> _GIVEN TASK 1_
Please list every line of the records below that contains the word "roof", copying each such line in full. Case counts.

> _PAGE EXTRACT_
/---

When you add keyframes to an effect, you’re setting particular values for controls at that moment in time. One keyframe will keep information for one control. If, for example, you were intending to keyframe Position, Scale, and Rotation, you would need three separate keyframes.


Be sure to move the playhead over the clip you’re working with when applying effects so you can view your changes as you work. Selecting the clip alone will not make it visible in the Program Monitor.

Set keyframes at precise moments where you need a particular setting, and let Premiere Pro work out how to animate the controls between them.

Adding keyframes

You can change almost all parameters for all video effects over time using keyframes. For example, you can have a clip gradually become out of focus, change color, or lengthen its shadow.

  1. Open the sequence 05 Keyframes.

  2. View the sequence to get familiar with the footage, and then position the Timeline playhead over the first frame of the clip.

  3. In the Effects panel, locate the Lens Flare effect and apply it to the clip in the sequence. This is not a subtle effect, but it illustrates keyframes beautifully.

  4. In the Effect Controls panel, select the Lens Flare effect heading. With the effect selected, the Program Monitor displays a small control handle. Use the handle to reposition the lens flare to match the following figure so that the center of the effect is near the top of the waterfall, as seen in the frame.

  5. Make sure the Effect Controls panel timeline is visible. If it isn’t, click the Show/Hide Timeline View button next to the clip name at the top right of the panel to toggle the display.

  6. Click the stopwatch icons to toggle animation for the Flare Center and Flare Brightness properties. Clicking the Stopwatch icon enables keyframing and adds a keyframe at the current location with the current settings.

  7. Move the playhead to the last frame of the clip.

    You can drag the playhead directly in the Effect Controls panel. Make sure you see the last frame of video and not black (which would be the first frame of the next clip if there were one).

  8. Adjust Flare Center and Flare Brightness settings so the flare drifts across the screen with the camera pan and gets brighter. Use the following figure for guidance.

  9. Deselect the Lens Flare effect, and play the sequence to watch the effect animate over time. You may need to render the sequence for full frame rate playback, by choosing Sequence > Render Effects In To Out.


    Be sure to use the Next Keyframe and Previous Keyframe buttons to move between keyframes efficiently. This will keep you from adding unwanted keyframes.

Adding keyframe interpolation and velocity

Keyframe interpolation changes the behavior of an effect setting as it moves between keyframes with different settings. The default behavior you’ve seen so far is linear; in other words, it produces a constant change between keyframes. What generally works better is something that mirrors your real-world experience or exaggerates it, such as gradual acceleration or deceleration.

Premiere Pro offers a way to control those changes: keyframe interpolation and the Velocity graph. Keyframe interpolation is easy and simplified, whereas adjusting the Velocity graph can be complex but more precise.

\---

> _Dataset records about object locations_
/---

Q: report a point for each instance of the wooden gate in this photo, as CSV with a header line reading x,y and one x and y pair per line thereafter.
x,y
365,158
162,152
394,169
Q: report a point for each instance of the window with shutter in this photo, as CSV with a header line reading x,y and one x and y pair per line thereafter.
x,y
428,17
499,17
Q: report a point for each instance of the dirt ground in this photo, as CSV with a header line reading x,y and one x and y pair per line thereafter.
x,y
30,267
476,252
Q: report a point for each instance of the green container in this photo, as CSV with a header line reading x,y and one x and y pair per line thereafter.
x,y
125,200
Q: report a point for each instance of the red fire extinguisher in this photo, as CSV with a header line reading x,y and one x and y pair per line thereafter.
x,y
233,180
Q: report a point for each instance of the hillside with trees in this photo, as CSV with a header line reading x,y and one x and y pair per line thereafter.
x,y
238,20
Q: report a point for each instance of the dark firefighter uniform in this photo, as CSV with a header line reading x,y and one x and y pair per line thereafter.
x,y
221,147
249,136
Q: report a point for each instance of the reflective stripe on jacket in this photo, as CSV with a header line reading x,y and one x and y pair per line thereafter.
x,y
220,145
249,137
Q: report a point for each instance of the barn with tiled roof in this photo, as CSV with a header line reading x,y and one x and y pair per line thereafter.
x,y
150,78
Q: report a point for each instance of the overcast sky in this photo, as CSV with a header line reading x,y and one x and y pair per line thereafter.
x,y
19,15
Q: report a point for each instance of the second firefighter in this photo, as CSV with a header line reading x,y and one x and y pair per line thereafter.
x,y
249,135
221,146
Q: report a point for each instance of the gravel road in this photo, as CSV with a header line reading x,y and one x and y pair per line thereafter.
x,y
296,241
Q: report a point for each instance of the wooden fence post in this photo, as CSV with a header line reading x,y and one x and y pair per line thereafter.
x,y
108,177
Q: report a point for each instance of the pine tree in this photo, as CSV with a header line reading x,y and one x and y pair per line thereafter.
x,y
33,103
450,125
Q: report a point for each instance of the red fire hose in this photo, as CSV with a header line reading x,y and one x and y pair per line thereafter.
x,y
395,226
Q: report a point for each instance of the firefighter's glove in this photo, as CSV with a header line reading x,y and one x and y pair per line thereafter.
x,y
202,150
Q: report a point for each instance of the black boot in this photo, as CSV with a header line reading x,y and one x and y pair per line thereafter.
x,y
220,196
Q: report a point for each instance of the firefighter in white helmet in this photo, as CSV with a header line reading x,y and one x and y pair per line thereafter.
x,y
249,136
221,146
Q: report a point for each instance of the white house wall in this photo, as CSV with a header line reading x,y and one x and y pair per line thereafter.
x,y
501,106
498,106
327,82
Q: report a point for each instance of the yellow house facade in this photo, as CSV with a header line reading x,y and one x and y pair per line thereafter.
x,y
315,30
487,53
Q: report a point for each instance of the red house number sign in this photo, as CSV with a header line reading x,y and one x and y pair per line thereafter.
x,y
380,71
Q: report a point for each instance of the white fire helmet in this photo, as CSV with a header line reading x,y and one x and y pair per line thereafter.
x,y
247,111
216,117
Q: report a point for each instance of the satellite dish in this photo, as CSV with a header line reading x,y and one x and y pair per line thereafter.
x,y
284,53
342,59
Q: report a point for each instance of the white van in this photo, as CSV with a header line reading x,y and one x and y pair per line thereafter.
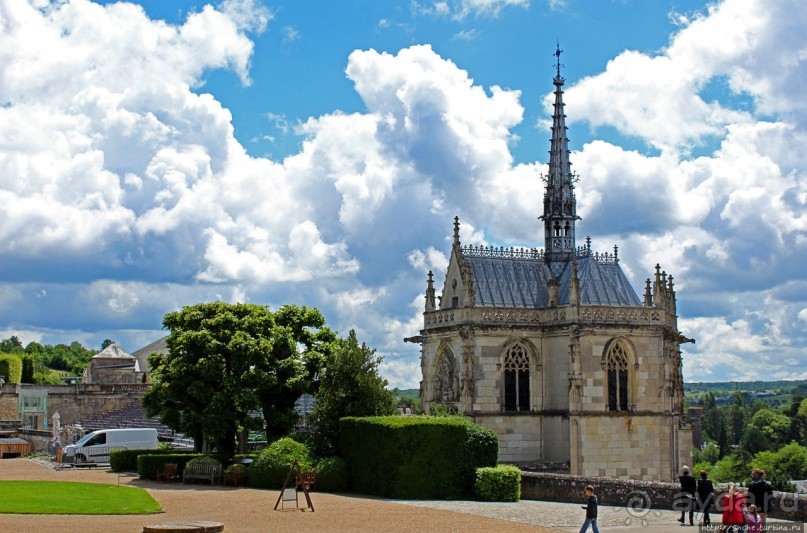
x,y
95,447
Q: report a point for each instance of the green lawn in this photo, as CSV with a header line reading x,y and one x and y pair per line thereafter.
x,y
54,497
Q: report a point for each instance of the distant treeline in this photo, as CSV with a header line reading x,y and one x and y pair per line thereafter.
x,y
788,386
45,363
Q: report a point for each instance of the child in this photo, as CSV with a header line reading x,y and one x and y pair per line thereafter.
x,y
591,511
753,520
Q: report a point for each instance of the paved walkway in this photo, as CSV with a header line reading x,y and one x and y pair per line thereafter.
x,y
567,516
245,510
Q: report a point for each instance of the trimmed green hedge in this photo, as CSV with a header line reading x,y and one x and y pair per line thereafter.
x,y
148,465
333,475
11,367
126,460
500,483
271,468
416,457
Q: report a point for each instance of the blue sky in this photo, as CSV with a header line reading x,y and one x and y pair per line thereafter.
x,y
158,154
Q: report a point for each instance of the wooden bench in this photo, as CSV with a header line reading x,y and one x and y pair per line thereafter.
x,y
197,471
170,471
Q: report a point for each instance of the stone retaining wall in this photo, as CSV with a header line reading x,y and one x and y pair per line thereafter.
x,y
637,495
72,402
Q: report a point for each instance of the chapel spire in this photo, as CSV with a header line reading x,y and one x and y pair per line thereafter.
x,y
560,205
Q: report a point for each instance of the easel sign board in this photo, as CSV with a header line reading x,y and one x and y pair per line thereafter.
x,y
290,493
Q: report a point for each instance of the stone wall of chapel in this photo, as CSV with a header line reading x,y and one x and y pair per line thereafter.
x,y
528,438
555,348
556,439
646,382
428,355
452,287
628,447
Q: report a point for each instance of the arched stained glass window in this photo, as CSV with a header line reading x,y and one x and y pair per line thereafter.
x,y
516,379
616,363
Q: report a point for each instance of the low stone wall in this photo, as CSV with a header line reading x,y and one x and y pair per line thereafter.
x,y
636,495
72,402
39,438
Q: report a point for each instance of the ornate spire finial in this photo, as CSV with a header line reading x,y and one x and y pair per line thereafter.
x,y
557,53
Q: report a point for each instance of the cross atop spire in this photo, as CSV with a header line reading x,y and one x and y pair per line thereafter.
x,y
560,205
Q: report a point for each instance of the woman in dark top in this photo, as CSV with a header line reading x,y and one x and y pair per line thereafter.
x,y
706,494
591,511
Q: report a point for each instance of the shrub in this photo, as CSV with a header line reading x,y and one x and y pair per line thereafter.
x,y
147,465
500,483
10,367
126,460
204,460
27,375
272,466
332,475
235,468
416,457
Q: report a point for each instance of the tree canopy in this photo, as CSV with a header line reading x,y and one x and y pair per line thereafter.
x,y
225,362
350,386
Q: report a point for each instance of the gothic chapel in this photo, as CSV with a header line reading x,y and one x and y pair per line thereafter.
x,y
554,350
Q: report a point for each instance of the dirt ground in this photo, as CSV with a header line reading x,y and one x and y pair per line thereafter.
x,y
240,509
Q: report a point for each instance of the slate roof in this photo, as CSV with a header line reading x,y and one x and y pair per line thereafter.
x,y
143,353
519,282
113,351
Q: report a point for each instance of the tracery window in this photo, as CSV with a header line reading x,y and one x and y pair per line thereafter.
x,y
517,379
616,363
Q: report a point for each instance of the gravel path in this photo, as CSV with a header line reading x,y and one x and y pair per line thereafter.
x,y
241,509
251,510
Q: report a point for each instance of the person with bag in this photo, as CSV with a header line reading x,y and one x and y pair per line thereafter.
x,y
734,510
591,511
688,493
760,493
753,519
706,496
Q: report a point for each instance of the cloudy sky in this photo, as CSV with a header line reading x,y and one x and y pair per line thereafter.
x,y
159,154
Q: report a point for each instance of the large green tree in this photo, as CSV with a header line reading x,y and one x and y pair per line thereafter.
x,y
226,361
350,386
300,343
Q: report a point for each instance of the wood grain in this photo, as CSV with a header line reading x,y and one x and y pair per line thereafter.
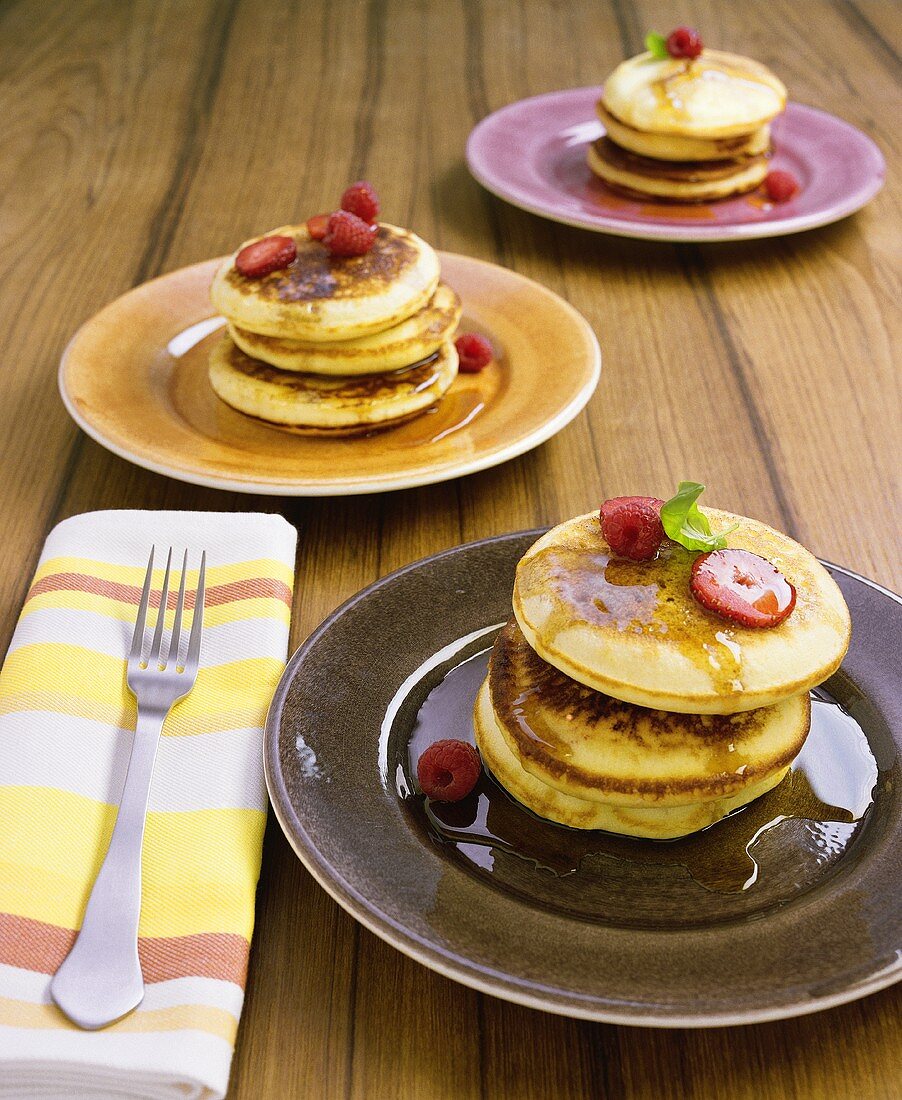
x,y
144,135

\---

> _GIVEN TASK 2_
In the keyframes tutorial above, what default keyframe interpolation behavior does Premiere Pro use?

> _FINAL ANSWER 1_
Q: report a point for each instance of the barn with tiled roof in this photo, as CSV with a header line reading x,y and one x and y pair per line thereafter.
Q: report a point for each instance of the slate roof in this photo, as CSV with a header line reading x,y and one x and y pair per line thereafter.

> _FINAL ANSWER 2_
Linear, which produces a constant change between keyframes.